» **SET TASK**: Reproduce, without alteration, the portion of the material that opens with the line containing "# test: pointer returns one pin per instance of the curtain" and closes with the final line of the material, including both ends.
* BEGIN ROWS *
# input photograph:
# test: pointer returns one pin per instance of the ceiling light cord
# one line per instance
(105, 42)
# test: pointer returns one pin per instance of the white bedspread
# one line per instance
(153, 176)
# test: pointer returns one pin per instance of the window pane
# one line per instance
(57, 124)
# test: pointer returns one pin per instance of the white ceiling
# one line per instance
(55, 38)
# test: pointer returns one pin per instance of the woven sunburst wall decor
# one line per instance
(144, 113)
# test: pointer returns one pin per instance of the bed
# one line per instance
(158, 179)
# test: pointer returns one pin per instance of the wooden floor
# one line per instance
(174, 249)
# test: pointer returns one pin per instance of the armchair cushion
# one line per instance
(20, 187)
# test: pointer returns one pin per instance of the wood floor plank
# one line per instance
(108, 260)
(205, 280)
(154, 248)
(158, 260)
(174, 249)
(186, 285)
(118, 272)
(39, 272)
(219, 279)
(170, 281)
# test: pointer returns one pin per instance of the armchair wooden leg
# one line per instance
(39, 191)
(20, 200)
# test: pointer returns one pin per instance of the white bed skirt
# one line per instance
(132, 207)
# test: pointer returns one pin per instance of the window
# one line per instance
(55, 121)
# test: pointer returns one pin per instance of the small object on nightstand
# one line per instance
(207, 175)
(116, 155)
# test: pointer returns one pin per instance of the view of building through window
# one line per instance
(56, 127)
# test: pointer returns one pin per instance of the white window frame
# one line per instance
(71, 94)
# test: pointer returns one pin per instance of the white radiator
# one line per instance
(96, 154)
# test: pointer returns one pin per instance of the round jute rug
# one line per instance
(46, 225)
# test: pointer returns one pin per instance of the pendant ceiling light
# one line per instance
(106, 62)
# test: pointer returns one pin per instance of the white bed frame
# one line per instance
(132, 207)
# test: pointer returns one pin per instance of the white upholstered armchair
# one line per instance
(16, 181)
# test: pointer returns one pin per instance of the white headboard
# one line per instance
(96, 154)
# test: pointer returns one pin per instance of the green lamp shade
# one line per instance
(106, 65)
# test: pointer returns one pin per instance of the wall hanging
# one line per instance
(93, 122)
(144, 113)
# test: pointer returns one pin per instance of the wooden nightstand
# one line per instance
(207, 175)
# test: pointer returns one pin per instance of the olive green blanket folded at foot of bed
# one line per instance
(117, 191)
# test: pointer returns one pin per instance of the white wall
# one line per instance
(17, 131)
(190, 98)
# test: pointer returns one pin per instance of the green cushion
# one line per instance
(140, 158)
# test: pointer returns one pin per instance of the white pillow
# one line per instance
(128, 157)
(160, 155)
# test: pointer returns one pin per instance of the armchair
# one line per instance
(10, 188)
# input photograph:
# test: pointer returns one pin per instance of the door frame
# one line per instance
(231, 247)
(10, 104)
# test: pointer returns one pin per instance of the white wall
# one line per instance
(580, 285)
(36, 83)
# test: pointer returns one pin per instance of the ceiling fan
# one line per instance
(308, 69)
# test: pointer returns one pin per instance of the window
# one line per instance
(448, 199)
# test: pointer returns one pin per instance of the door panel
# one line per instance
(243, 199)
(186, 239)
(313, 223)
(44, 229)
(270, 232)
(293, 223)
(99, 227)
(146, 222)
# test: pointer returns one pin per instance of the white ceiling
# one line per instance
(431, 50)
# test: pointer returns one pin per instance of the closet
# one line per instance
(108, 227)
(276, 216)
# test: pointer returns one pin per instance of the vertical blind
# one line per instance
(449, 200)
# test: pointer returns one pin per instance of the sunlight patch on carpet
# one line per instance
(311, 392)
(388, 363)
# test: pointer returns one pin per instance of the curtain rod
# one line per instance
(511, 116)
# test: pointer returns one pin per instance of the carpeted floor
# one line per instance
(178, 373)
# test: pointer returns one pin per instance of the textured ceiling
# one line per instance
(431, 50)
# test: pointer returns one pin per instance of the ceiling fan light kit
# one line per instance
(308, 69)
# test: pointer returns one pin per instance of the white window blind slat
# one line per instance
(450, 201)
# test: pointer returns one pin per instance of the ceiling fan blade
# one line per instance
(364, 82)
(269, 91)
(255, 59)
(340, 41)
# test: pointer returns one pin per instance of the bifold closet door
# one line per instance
* END ROWS *
» **SOLUTION TO THE EXERCISE**:
# test: pointer returns one pin per instance of the curtain rod
# one line per instance
(511, 116)
# test: pointer returns one pin per instance of the carpeted floor
# one line per instance
(178, 373)
# test: pointer returns one pin per instance of the textured ceiling
# one line per instance
(431, 50)
# test: pointer returns one pin per instance of the ceiling fan light kit
# one line per instance
(308, 69)
# test: pointer returns one pin per instance of the white window blind slat
# one line per instance
(450, 201)
# test: pointer returns one pin per instance of the ceiling fan blade
# one line per instance
(364, 82)
(269, 91)
(255, 59)
(340, 41)
# test: pointer returns one pin per instance of the bifold closet door
# one line per instance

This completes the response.